→ **Exercise brief**: Reproduce word for word the passage of the letter on carbon burial that starts with "To the Editor" and goes on through "of animal life.".

→ **Source extract**:
====

Why Bury the Essentials of Life
in Carbon Cemeteries?
To the Editor
Climate Conversation
3rd August 2012
We are told that carbon dioxide is such a dangerous gas that we must capture and “bury it deep down below”.
Carbon is the building block for every bit of organic matter on earth – bread, butter and bitumen; coal, cauliflowers and cows; men, microbes and mulberries.
When oxidised by combustion in fires and engines, or digested in stomachs, or decayed in soil or compost, every bit of organic matter is recycled into the harmless natural atmospheric gas, carbon dioxide. Plants extract this plant food from the atmosphere, reuse the carbon, and recycle the oxygen for use by all forms of animal life.
Every tonne of coal burnt produces about three tonnes of carbon dioxide containing over two tonnes of oxygen and under one tonne of carbon. Thus with every tonne of carbon buried, more than twice as much life-sustaining oxygen must also be sacrificed.
To achieve these mass burials, more coal has to be mined and burnt to produce the energy for gas collection, compression, pumping, drilling disposal holes, and to manufacture the materials for storage tanks, pumps and pipes. To wilfully waste so much energy entombing the two most valuable life-supporting elements in the biosphere is financially and biologically suicidal.
These costs are real, unavoidable and undeniable. There are ZERO proven benefits.
Why do it?
Viv Forbes
Rosewood,
Queensland,
Australia.
forbes [at] carbon-sense [dot] com
Views: 46
Robert Zubrin’s book, Merchants of Despair, might offer some thoughts as to why.

====

→ **Supplied information**:
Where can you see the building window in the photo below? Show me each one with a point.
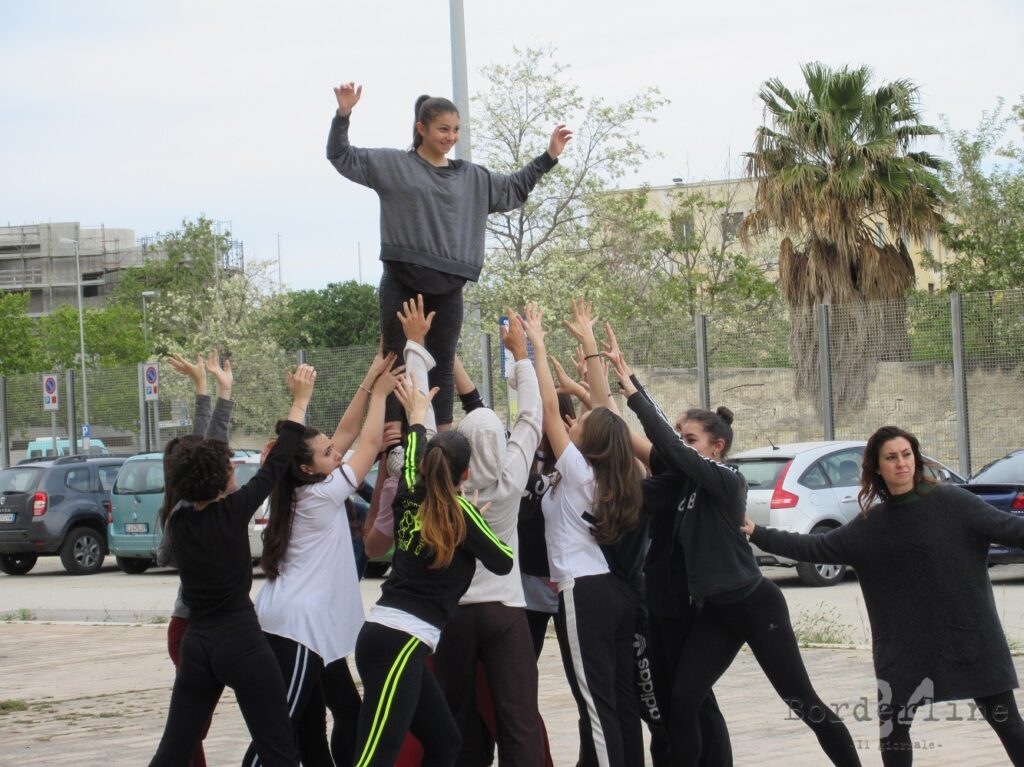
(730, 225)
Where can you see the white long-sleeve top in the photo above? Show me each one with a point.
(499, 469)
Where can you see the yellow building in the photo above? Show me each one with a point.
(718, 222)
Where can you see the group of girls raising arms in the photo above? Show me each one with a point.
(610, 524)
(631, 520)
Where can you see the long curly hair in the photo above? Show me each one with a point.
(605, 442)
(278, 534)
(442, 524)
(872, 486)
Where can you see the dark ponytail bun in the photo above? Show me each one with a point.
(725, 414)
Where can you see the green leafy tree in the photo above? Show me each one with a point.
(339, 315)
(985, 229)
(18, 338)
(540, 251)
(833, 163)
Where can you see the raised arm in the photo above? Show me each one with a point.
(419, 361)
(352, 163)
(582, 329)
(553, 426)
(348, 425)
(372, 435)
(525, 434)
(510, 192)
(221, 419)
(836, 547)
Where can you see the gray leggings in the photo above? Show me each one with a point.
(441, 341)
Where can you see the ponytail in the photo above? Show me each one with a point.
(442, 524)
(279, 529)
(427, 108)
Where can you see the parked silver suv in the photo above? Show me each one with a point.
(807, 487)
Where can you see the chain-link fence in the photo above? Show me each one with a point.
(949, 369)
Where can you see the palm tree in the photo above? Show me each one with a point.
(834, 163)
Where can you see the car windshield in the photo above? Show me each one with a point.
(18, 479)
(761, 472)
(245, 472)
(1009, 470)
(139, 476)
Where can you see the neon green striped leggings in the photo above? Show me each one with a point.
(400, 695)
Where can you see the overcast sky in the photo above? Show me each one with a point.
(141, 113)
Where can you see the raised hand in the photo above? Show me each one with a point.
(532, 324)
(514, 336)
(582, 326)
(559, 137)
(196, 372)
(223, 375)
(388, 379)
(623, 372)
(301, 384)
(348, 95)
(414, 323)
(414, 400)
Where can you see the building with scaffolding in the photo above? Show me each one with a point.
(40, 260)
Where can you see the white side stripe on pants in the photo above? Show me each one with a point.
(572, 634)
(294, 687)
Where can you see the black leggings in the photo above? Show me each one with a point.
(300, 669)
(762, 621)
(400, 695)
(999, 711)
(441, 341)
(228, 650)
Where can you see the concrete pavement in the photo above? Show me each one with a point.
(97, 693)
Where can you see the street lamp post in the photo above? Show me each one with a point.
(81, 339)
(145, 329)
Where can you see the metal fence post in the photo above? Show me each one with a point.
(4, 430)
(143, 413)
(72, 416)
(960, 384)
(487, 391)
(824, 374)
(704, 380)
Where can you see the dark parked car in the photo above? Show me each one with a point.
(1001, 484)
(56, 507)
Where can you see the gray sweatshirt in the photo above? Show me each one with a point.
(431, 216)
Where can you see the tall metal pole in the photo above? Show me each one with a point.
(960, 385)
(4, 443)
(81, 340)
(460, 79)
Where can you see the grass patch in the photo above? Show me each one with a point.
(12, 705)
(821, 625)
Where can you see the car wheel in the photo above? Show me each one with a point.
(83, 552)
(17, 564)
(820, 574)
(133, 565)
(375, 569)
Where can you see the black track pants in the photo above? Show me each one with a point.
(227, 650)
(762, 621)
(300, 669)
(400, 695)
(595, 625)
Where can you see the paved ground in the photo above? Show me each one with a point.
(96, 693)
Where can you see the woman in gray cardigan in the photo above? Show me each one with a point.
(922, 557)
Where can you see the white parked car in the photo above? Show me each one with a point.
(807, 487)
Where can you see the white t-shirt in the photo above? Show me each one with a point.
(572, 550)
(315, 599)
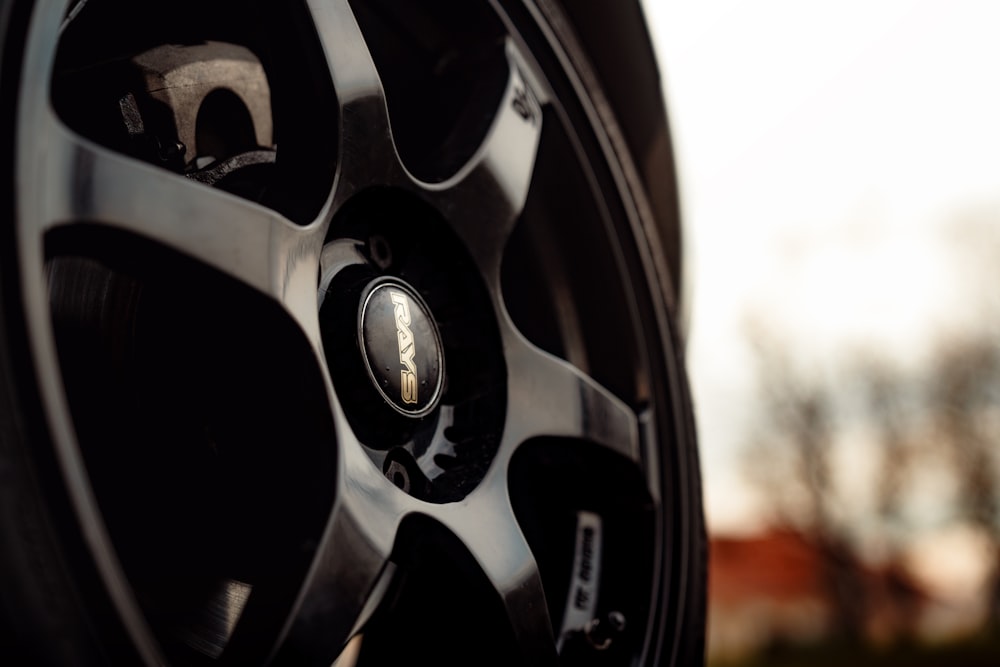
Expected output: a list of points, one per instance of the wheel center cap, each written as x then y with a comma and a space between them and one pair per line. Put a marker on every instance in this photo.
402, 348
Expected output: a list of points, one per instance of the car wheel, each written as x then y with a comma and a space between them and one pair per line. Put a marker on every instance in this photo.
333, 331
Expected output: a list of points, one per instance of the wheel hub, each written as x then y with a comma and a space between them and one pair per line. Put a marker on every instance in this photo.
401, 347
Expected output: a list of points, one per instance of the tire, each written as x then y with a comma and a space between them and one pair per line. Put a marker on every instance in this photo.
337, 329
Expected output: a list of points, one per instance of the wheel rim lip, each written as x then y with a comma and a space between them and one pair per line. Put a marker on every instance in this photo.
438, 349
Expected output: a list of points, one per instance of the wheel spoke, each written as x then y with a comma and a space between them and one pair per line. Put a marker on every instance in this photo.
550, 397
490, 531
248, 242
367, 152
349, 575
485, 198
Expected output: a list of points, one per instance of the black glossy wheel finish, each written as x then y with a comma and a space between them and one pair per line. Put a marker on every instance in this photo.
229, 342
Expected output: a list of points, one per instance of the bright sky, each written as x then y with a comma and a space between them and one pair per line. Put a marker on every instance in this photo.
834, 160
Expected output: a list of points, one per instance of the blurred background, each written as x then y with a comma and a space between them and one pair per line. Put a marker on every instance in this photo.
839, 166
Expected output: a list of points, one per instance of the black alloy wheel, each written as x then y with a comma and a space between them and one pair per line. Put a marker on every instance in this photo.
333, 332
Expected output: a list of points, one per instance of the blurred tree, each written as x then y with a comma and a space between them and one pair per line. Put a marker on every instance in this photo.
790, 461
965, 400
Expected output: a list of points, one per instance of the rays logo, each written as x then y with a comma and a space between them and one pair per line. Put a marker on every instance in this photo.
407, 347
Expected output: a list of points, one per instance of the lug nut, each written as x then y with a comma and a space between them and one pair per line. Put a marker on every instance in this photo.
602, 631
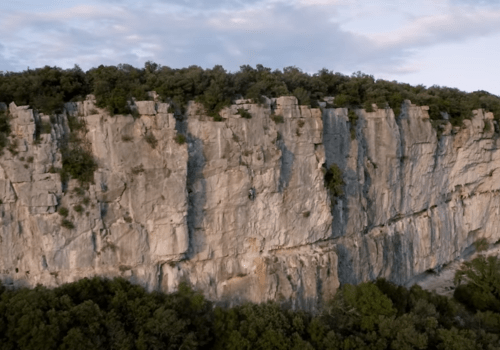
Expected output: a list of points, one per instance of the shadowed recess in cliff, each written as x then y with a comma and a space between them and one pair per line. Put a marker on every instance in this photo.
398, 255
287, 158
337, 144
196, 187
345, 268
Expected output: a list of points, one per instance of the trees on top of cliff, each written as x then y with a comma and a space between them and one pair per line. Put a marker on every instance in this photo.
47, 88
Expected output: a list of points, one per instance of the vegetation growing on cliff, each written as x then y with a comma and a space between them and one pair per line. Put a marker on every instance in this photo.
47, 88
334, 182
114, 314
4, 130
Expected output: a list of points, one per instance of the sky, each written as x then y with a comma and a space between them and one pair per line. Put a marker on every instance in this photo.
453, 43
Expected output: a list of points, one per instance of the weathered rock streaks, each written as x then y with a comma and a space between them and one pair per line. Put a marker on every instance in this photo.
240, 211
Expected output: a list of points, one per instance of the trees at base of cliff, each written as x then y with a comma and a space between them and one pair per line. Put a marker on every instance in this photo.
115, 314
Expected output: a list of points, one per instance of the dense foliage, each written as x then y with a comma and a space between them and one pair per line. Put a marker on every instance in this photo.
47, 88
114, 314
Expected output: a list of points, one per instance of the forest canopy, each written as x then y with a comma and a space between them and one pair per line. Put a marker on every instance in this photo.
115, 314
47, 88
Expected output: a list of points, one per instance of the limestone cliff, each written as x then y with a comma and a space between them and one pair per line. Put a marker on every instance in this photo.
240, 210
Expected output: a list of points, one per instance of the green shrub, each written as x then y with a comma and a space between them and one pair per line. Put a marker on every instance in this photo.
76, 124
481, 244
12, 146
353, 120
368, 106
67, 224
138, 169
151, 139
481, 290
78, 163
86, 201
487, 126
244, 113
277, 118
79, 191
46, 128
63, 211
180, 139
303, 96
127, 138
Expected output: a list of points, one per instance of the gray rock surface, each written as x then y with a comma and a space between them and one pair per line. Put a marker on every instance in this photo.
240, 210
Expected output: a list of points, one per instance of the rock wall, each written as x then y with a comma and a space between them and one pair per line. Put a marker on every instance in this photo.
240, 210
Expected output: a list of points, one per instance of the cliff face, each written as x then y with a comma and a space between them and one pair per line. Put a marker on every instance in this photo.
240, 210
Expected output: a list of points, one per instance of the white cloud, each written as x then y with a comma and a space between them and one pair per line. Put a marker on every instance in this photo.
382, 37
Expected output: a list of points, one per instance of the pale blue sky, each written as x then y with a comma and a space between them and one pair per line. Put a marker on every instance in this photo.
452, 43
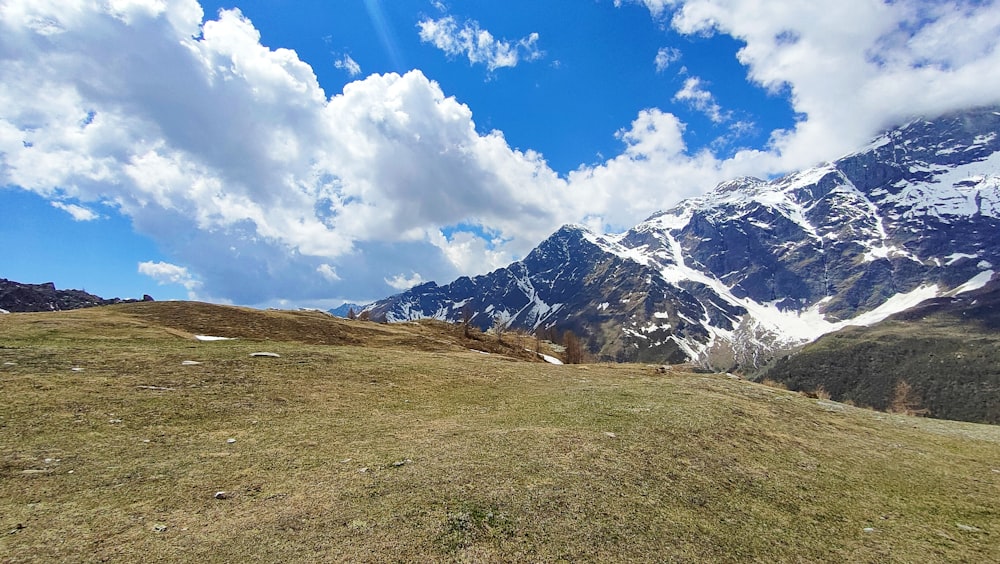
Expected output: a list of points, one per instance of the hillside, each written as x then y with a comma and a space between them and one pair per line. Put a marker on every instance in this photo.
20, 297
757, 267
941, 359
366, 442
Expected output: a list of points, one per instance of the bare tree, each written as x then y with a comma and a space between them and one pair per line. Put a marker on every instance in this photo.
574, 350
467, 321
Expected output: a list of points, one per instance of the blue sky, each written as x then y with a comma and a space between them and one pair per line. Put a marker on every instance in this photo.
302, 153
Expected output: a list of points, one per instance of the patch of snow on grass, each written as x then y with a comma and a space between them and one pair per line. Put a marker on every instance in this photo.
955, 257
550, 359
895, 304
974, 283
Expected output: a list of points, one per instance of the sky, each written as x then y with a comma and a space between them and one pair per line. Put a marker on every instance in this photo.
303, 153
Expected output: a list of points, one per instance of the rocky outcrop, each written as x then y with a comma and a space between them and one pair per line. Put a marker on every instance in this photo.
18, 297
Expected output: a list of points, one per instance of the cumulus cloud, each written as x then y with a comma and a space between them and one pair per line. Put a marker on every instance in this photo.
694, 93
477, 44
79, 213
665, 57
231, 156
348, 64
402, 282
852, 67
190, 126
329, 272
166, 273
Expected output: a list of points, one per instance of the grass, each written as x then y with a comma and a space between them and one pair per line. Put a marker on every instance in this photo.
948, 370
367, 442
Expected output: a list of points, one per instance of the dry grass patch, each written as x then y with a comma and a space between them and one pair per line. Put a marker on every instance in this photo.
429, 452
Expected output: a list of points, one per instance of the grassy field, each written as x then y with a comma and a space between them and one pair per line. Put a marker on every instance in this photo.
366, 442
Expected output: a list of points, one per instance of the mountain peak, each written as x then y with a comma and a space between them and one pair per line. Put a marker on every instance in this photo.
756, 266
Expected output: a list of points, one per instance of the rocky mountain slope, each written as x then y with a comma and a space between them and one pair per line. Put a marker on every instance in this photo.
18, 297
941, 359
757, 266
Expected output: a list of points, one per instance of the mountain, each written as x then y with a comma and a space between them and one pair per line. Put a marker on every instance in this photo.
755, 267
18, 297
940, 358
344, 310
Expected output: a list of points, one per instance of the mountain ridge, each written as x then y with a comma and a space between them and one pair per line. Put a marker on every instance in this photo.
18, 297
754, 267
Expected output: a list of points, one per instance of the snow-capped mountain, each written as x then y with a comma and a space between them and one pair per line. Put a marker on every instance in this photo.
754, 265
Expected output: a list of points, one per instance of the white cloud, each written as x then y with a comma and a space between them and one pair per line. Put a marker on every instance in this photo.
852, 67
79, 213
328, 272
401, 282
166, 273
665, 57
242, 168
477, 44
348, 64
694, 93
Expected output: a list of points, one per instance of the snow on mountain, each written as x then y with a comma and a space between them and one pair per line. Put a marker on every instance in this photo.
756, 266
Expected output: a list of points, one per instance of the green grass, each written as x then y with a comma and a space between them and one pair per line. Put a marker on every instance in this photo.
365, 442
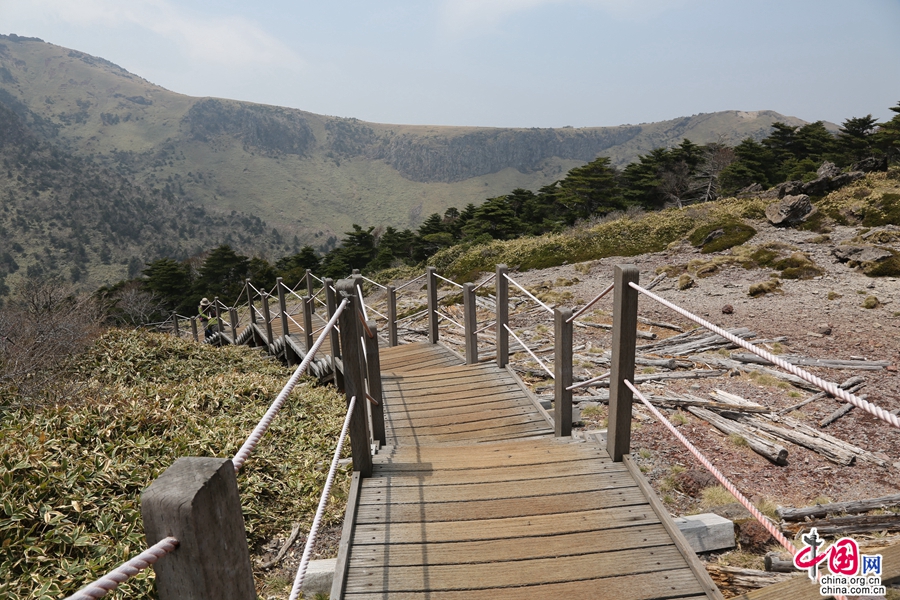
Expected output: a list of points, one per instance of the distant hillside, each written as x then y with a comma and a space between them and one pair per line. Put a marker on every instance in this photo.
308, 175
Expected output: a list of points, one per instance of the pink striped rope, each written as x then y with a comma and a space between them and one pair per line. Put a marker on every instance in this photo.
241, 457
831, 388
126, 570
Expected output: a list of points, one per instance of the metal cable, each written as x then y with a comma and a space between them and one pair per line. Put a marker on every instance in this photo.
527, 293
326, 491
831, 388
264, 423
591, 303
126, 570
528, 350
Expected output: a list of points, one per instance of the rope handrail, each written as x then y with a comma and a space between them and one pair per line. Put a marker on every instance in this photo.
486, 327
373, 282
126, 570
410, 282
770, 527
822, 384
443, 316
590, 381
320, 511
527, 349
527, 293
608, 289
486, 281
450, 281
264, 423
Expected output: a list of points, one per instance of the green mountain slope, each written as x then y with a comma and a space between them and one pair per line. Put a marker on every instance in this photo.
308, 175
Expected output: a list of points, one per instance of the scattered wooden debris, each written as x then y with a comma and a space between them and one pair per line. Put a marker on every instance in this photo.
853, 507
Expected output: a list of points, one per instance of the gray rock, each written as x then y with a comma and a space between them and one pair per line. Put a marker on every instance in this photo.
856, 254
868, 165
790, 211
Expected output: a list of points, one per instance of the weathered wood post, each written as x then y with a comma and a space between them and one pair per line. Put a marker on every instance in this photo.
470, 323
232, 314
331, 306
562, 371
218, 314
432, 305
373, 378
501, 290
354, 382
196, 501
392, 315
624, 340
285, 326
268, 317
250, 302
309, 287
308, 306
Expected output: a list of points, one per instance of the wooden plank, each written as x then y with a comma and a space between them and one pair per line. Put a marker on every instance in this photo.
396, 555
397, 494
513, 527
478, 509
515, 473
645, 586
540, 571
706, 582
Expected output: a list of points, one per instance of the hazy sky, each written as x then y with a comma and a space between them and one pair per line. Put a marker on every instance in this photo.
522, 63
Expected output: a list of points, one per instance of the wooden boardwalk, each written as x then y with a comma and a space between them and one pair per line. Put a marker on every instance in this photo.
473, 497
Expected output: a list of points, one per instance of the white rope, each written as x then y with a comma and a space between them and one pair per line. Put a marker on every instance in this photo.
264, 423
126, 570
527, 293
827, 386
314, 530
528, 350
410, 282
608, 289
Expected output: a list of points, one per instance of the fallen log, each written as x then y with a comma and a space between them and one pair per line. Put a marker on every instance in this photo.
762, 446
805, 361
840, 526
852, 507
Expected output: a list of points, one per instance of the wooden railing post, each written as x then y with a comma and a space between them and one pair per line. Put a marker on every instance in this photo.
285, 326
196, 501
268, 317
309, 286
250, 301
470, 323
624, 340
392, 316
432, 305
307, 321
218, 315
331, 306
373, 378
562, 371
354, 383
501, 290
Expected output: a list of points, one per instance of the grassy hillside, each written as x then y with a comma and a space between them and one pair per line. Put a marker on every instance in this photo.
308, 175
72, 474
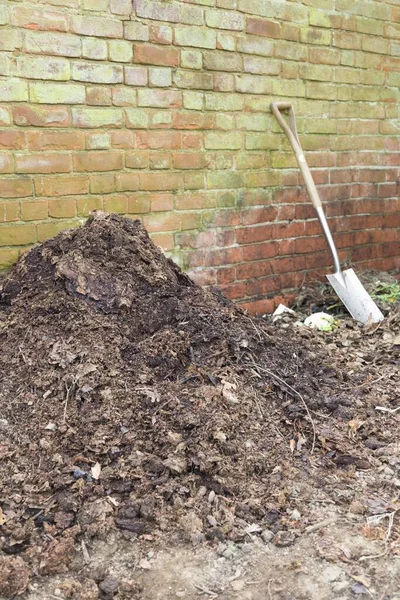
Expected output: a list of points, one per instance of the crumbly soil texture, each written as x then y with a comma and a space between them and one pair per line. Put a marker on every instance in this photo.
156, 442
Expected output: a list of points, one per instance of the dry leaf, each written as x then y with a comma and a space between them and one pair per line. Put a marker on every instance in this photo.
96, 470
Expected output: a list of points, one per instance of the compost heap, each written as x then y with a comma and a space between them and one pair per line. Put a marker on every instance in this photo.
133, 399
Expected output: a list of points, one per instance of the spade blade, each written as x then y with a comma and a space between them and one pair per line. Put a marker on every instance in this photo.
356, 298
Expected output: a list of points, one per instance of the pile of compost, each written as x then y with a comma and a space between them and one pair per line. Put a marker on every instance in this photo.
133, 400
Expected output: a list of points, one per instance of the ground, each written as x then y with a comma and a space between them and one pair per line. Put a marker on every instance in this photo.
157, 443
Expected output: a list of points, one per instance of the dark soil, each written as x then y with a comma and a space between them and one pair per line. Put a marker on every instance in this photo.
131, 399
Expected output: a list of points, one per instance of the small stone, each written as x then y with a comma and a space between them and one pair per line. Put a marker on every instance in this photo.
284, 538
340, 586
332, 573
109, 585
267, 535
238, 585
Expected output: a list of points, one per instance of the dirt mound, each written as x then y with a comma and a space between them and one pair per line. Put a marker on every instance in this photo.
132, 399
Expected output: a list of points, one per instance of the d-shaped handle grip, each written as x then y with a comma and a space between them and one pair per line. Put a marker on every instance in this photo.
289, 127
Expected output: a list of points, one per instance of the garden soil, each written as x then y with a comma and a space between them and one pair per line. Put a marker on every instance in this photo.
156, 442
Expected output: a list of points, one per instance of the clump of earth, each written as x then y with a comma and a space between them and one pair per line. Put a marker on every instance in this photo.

====

→ **Answer for the task**:
To the Editor
Climate Conversation
3rd August 2012
We are told that carbon dioxide is such a dangerous gas that we must capture and “bury it deep down below”.
Carbon is the building block for every bit of organic matter on earth – bread, butter and bitumen; coal, cauliflowers and cows; men, microbes and mulberries.
When oxidised by combustion in fires and engines, or digested in stomachs, or decayed in soil or compost, every bit of organic matter is recycled into the harmless natural atmospheric gas, carbon dioxide. Plants extract this plant food from the atmosphere, reuse the carbon, and recycle the oxygen for use by all forms of animal life.